Given records:
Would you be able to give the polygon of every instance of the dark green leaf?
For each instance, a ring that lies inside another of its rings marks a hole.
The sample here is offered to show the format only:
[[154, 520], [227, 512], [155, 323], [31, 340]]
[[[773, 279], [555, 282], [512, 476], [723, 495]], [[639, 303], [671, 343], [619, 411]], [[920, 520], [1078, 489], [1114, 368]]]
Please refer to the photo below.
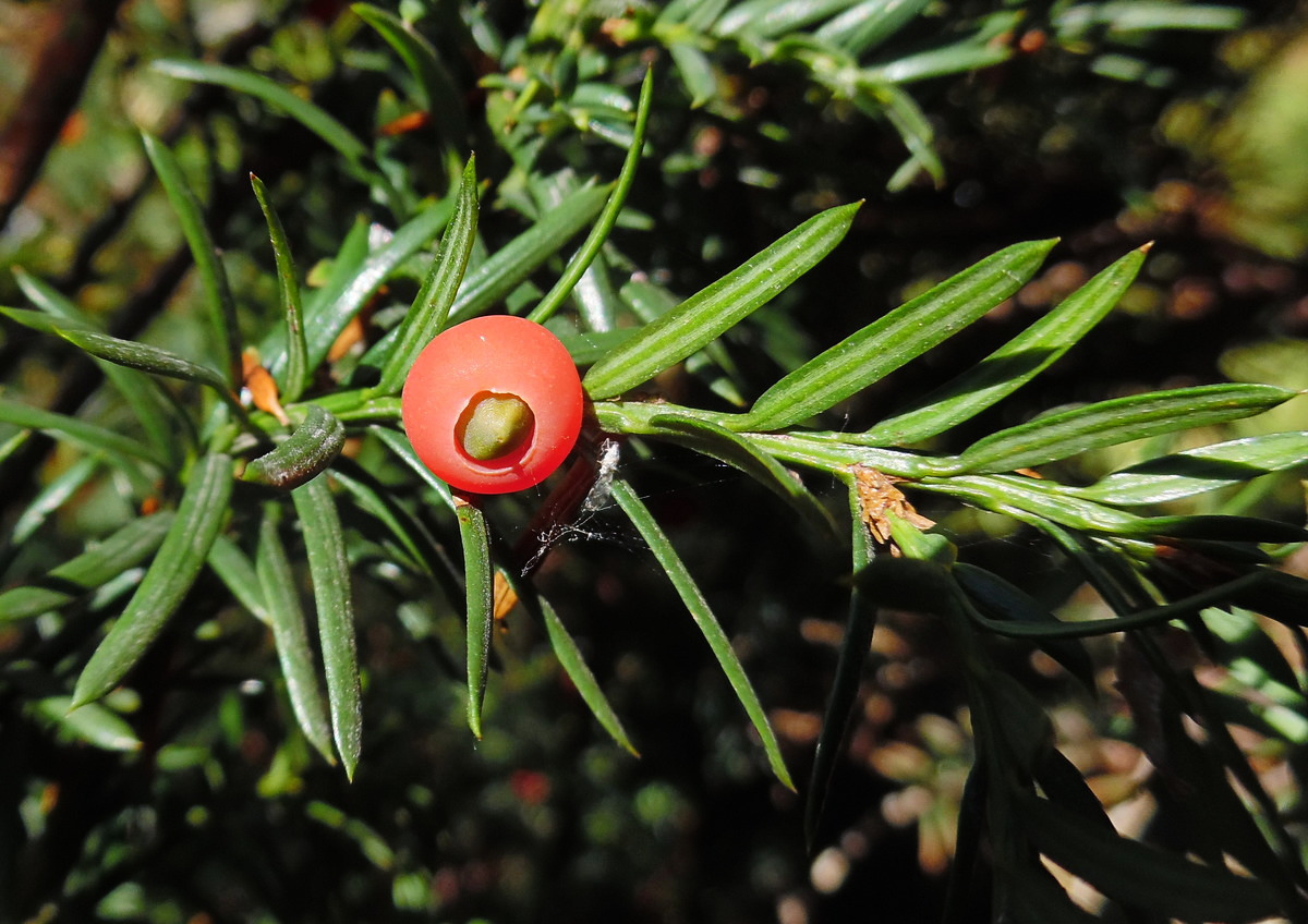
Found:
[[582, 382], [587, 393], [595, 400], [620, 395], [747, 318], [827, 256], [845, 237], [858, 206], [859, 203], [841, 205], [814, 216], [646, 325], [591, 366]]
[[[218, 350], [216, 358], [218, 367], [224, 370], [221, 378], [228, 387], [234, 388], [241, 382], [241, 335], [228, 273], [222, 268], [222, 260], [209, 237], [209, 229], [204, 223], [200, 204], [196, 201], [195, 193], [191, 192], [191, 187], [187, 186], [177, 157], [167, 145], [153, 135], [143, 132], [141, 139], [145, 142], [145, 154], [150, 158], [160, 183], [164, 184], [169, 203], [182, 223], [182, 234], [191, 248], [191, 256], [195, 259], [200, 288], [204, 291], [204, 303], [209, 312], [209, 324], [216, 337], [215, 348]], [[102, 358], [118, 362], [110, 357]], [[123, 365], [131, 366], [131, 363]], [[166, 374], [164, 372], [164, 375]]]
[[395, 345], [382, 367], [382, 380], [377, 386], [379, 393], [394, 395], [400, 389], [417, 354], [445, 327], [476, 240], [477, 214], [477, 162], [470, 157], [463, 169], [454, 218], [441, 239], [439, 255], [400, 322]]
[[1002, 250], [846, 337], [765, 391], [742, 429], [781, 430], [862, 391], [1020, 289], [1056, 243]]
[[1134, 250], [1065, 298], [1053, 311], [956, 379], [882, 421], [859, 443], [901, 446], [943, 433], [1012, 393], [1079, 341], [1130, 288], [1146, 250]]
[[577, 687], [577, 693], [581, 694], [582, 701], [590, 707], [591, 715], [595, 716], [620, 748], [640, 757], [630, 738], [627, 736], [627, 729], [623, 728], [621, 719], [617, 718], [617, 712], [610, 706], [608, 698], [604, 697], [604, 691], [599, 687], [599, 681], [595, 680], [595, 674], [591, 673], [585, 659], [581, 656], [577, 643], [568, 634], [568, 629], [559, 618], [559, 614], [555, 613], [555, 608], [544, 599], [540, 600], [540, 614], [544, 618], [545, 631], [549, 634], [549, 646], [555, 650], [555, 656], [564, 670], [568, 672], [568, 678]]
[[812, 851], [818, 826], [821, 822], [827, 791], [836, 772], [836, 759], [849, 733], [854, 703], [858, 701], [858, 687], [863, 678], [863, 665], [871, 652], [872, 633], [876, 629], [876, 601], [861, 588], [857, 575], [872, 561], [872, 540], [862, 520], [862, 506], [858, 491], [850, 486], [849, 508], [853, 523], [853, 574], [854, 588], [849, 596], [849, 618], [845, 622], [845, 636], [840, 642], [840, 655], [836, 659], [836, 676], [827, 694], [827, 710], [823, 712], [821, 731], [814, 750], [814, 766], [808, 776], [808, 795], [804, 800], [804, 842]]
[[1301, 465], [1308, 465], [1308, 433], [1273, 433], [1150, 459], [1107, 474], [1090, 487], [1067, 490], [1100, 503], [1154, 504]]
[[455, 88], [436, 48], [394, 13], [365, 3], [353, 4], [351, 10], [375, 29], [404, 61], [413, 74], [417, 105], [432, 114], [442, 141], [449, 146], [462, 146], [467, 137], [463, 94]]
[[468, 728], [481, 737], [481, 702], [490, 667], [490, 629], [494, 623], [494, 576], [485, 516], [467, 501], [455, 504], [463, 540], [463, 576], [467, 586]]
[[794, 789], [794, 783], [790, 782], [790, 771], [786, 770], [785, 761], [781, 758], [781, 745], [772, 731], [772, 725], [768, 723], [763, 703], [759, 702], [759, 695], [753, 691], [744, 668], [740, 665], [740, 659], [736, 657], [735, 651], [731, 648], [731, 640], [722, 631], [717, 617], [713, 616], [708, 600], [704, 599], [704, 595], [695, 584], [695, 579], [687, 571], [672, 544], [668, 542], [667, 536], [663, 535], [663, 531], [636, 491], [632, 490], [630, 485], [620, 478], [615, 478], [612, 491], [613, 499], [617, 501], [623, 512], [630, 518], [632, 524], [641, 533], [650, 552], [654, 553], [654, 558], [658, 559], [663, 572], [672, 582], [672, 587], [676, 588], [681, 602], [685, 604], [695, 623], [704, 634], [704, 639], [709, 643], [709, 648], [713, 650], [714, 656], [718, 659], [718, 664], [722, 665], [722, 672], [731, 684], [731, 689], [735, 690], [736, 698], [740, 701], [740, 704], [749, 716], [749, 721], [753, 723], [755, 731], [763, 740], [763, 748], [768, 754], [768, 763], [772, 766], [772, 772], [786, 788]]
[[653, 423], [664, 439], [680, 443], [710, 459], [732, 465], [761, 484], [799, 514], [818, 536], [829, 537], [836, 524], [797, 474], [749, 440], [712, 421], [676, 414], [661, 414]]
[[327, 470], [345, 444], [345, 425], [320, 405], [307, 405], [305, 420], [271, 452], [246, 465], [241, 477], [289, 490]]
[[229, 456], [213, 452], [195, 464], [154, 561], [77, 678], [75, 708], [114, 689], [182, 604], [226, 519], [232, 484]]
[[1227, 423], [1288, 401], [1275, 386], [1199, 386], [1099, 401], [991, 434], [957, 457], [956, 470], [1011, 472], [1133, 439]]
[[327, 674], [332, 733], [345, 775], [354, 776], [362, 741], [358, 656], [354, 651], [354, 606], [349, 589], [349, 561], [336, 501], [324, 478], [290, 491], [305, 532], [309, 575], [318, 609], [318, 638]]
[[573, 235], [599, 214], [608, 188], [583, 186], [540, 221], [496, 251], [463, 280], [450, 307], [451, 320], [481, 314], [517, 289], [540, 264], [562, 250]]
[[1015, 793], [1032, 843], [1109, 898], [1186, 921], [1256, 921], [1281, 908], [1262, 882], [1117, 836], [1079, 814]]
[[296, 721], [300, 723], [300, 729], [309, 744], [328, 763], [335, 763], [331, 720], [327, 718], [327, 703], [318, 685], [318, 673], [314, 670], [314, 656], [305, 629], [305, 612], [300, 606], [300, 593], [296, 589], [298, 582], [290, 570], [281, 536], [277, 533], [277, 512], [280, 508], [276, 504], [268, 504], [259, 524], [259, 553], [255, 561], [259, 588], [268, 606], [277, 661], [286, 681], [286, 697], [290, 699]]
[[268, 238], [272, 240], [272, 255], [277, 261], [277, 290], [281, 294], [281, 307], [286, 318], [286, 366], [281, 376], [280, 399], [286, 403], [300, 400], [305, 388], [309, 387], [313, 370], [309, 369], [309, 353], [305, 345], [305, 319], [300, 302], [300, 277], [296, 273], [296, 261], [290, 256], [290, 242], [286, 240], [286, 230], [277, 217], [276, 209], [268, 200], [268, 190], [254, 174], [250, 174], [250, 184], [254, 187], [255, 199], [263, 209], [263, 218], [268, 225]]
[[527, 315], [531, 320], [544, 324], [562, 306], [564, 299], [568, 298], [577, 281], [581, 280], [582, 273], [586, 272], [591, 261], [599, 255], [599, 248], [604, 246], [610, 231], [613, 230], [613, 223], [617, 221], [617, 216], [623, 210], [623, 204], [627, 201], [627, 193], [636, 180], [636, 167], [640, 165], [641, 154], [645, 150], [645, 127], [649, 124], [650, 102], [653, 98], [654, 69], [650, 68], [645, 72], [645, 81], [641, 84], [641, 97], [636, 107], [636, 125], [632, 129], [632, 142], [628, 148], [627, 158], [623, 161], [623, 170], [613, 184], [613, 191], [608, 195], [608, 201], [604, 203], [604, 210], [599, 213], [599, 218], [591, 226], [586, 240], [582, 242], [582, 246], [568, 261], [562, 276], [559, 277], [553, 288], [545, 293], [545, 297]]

Task details: Please pull out the data from its first line through the line containing "The sample here", both included, and reproduce those lines word for word.

Full solution:
Would you be able to give the polygon of every instance of the dark green leaf?
For each instance, a ring that lies inside another of its rings marks a hole.
The sample here is offered to show the format only:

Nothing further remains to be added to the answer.